[Record set — start]

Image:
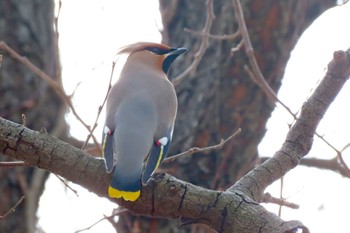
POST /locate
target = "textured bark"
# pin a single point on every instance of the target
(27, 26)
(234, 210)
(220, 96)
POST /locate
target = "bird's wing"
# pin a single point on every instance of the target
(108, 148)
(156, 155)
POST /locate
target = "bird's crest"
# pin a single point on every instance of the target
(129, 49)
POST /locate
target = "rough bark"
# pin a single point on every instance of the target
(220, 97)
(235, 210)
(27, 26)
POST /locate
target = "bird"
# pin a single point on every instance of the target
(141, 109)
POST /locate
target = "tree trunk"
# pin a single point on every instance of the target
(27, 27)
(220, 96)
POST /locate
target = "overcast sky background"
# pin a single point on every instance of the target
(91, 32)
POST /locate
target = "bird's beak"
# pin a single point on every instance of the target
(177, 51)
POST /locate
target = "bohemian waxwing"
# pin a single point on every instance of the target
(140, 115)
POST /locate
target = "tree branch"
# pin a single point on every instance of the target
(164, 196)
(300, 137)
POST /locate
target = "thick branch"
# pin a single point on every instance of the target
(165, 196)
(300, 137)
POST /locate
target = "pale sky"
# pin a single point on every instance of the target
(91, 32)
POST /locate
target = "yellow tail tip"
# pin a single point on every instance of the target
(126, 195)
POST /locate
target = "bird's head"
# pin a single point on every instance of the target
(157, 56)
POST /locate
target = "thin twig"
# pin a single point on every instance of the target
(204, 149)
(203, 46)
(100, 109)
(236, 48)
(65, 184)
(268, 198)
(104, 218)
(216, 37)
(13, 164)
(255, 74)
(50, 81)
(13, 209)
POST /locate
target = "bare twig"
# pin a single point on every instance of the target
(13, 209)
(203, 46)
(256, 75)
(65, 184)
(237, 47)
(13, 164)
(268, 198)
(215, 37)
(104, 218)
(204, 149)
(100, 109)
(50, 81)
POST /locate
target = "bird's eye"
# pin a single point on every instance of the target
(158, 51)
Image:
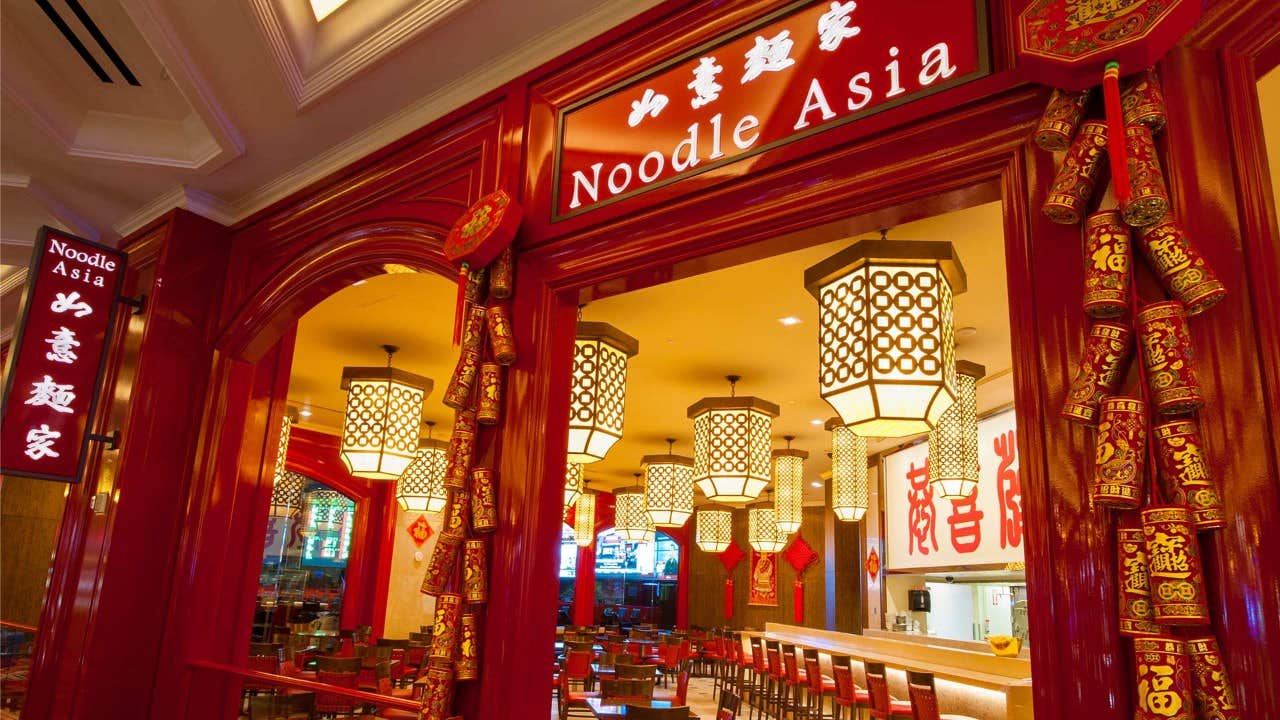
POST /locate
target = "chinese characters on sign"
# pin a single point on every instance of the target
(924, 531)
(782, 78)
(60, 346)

[Record set — finish]

## Exercise details
Your copy should be the entries retyped exactly, with no images in it.

## Response to this exercise
Image:
POST /locate
target = "textured bark"
# pin a single point on every instance of the target
(27, 26)
(234, 210)
(220, 96)
POST /locate
target = "bird's wing"
# pin a single point on every instance of the target
(108, 148)
(156, 155)
POST /locate
target = "bird's crest"
# pin a single point on every instance of the target
(129, 49)
POST /locate
target = "rough bark"
# pin a single point on every instance of the target
(220, 97)
(235, 210)
(27, 26)
POST /locate
target = "bird"
# pin a single point on every instance of the target
(141, 109)
POST /locate
target = "tree trunk"
# pin a single point on every instance of the target
(27, 27)
(220, 96)
POST /locate
target = "overcast sky background"
# pin a single point on every instance of the target
(91, 32)
POST /locate
target = "bird's beak"
# pin a single point on every instance of the target
(177, 51)
POST /locate
target = "bohemian waxwing"
# pin a single point on every instance of the target
(140, 115)
POST /locate
target = "tree branch"
# pin a single point on every instance of the target
(164, 196)
(300, 137)
POST /locate
target = "thick branch"
# pin a single point on every instance of the target
(165, 196)
(300, 137)
POST /locate
target = "pale sky"
# pin a single point on every instance of the target
(91, 32)
POST /locate
target = "yellow tail tip"
# pin a single point on every instance of the target
(126, 195)
POST /locate
target = "bird's head"
# pin a single point on every instance of the target
(157, 56)
POST /locate
target = "thin twig"
# pin a single point on every instance of the target
(204, 149)
(203, 46)
(100, 109)
(236, 48)
(65, 184)
(268, 198)
(104, 218)
(216, 37)
(13, 164)
(255, 74)
(50, 81)
(13, 209)
POST /locate
target = "bare twig"
# pin a single point on every instance of the target
(13, 209)
(203, 46)
(256, 75)
(65, 184)
(237, 47)
(13, 164)
(268, 198)
(215, 37)
(104, 218)
(204, 149)
(100, 109)
(50, 81)
POST /locate
target = "bird's eye"
# pin a single point on every instance of the target
(158, 51)
Image:
POST /locate
target = "chinese characters on sign"
# pin a single point on every instance of the target
(924, 531)
(782, 78)
(60, 346)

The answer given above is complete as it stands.